# [TASK PROMPT]
Please reproduce the lines of the data below verbatim, starting with the line that contains "Task: set one pin on each instance of the ceiling" and continuing through the end of the data.

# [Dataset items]
----------

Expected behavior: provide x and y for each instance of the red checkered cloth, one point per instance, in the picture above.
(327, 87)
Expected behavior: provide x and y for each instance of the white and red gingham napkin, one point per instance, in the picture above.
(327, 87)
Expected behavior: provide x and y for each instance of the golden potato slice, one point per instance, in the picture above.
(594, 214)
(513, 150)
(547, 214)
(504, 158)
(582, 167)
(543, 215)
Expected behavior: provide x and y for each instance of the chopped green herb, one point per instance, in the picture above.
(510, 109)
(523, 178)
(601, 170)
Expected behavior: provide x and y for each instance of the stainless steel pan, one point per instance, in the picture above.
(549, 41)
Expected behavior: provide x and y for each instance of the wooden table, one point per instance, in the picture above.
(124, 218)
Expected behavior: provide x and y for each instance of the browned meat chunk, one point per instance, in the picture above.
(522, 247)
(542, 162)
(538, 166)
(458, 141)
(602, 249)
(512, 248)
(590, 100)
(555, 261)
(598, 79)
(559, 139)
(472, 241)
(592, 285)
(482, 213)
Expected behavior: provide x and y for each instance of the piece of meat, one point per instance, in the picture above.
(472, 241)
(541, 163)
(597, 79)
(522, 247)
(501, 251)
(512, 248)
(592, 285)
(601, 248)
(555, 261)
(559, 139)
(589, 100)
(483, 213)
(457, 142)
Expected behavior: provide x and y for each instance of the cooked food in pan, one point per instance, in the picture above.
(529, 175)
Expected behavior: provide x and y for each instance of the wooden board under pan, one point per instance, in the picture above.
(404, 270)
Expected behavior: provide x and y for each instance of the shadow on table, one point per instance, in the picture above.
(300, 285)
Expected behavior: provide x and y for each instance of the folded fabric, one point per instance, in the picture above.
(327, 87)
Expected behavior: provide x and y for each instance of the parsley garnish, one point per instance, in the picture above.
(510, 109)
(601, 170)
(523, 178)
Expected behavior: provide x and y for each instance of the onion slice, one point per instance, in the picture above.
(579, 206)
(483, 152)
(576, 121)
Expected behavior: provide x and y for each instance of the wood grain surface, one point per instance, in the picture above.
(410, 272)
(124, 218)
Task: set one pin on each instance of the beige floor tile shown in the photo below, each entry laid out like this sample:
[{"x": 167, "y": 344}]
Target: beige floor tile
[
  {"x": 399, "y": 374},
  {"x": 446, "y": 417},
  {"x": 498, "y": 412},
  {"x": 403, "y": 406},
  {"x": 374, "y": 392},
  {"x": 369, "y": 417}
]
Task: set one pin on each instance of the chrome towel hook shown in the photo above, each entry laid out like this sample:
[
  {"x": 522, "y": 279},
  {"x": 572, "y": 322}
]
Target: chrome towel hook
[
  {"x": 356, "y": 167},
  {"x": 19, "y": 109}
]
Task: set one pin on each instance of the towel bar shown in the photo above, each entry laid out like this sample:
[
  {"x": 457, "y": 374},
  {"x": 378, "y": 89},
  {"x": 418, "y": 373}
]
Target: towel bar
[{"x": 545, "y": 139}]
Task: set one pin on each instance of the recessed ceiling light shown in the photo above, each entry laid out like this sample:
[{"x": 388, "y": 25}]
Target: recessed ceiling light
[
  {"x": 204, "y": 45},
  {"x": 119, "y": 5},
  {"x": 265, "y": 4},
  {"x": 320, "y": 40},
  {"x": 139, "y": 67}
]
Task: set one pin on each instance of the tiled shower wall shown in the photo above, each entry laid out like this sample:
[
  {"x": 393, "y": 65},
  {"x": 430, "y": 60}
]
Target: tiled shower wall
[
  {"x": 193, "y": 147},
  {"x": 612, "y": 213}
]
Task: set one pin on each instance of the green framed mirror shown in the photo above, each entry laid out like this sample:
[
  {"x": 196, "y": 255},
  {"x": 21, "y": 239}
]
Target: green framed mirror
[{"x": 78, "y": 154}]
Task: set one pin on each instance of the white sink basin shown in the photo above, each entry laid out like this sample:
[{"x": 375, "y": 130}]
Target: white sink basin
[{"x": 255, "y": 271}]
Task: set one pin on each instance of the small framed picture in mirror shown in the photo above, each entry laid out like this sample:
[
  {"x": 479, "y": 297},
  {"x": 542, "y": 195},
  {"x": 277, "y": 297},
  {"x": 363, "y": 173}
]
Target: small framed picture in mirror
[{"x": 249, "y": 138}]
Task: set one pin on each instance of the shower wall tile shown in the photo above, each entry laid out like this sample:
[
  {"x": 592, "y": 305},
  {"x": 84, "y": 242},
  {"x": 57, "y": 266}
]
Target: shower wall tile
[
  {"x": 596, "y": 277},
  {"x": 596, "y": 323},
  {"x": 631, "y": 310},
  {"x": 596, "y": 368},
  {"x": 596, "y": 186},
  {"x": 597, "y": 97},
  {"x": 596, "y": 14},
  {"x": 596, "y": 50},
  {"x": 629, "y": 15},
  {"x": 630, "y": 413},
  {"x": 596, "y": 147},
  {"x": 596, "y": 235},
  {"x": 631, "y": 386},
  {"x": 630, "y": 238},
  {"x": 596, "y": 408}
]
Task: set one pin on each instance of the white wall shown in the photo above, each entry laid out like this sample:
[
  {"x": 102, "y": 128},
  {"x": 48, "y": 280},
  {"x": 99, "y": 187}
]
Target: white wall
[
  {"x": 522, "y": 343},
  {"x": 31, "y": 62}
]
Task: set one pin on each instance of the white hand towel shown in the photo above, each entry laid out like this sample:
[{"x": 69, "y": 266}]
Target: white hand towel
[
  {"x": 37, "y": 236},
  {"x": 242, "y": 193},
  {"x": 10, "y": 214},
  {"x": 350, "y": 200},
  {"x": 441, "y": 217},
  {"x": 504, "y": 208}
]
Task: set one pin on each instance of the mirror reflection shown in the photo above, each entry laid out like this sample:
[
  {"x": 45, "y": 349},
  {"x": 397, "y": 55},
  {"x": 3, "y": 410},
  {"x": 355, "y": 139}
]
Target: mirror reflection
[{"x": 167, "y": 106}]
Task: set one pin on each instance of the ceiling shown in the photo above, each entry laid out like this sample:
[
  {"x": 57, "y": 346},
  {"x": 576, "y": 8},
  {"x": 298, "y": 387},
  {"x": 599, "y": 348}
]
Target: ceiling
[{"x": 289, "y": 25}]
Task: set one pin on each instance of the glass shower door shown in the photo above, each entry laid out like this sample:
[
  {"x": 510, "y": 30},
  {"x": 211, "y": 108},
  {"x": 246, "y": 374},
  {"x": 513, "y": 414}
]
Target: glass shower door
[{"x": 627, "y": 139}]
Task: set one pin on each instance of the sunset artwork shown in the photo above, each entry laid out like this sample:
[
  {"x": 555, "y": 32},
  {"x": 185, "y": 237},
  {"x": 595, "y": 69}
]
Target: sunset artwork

----------

# [SOLUTION BELOW]
Task: set one pin on each instance of the ceiling shown in the photo above, each entry laid out like this sample:
[
  {"x": 57, "y": 346},
  {"x": 576, "y": 8},
  {"x": 298, "y": 387},
  {"x": 599, "y": 348}
]
Target: ceiling
[{"x": 289, "y": 25}]
Task: set one pin on each instance of the glass shower door shown in the photo above, each entry laid out like this sample:
[
  {"x": 510, "y": 30},
  {"x": 211, "y": 108},
  {"x": 246, "y": 374},
  {"x": 513, "y": 414}
]
Target: glass shower door
[{"x": 627, "y": 139}]
Task: set one pin on each instance of the sunset artwork shown in the photo above, each entry laid out like this sample:
[
  {"x": 555, "y": 32},
  {"x": 185, "y": 237},
  {"x": 595, "y": 69}
]
Target: sunset artwork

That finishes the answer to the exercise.